▶ [Required task 1]:
Reproduce the passage from the commentary below, from "The riots are" to "institutions as a whole.".
▶ [Required task 2]:
According to the commentary below, where are many of the legislative and judicial battles won?
▶ [Required task 3]:
Write what comes next in the commentary below, continuing from its final sentence.

▶ [Quoted passage]:
The riots are a good sign. It means people are upset at a system that was already failing. It’s been long overdue for America’s racist institutions to revolutionize. That was a good step.
Now is the time for every American to recognize his or her own power. It’s one person, one vote. As terrible as his presidency has been, every American should be voting Trump out of office in November. That won’t happen. We won’t get everyone, but we can still win.
Also, we need to participate more in local elections. That is where a lot of the legislative and judicial battles are won. That’s where we can win the fight against police brutality and racist institutions as a whole.
As Blacks, we need to take our culture back. A lot of our music, movies and TV are stereotypical, offensive and harmful, especially mainstream rap music. That is not entirely our doing. A lot of times, the powers that be force entertainers to make a certain type of film, show or music out of their own racist agenda, which cannot be separate from the larger mechanism as a whole. But, we’ve got our own movie studios and record labels now. Artists have more freedom. We just need to recognize it and stop supporting trashy entertainment.
We need to improve education. Schools in the inner city are a travesty. We can fix that. Either we can give them more state funding or we can rezone schooling districts to distribute wealth more fairly or come up with a more even way to distribute money to schools than through property taxes. And curriculums have to change. We can no longer teach Black students their history starts as slaves. Don’t leave out the part where we were kings and queens in Africa. Again, a lot of this depends on voting. We need to support candidates with these platforms. A lot of independent charter schools are popping up. Let’s keep that up.

▶ [Data lines]:
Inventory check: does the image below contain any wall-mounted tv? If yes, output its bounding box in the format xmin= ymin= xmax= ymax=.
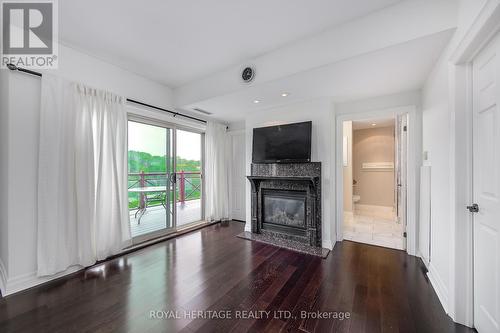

▶ [Exercise result 1]:
The riots are a good sign. It means people are upset at a system that was already failing. It’s been long overdue for America’s racist institutions to revolutionize. That was a good step.
Now is the time for every American to recognize his or her own power. It’s one person, one vote. As terrible as his presidency has been, every American should be voting Trump out of office in November. That won’t happen. We won’t get everyone, but we can still win.
Also, we need to participate more in local elections. That is where a lot of the legislative and judicial battles are won. That’s where we can win the fight against police brutality and racist institutions as a whole.

▶ [Exercise result 2]:
In local elections.

▶ [Exercise result 3]:
And, finally, we need to get wealthy. Studies have shown that the biggest factor which determines someone’s wealth in life is the wealth of their parents. White people got a major head start, no doubt. We weren’t even allowed to own anything. In fact, we were considered property. But, it’s 2020 now. There are wealthy Blacks out here who aren’t celebrities and they walk among us, hiding in plain sight. We should learn from them. Google is our friend. A lot of wealthy Blacks have blogs and YouTube channels teaching us how to do what they did. We should network within our community and take care of our own. Black Wall Street happened because O.W. Gurley bought the land in Tulsa and would only sell it to Black people. He was a free thinker, enterprising and proactive. In 2020, that’s the type of attitude we need. And, we need to stay strapped, in case racist Whites want to bomb us again.

It’s the strangest dream
living in this black body
staring at my dark skin
laying in bed
in the TV glow of night
I wonder
Why am I hated for this?
It’s just melanin
It’s just skin
I know that
looking through my eyes from within
What do they see
when they look at me?
Should I wash my black off
so I can be free?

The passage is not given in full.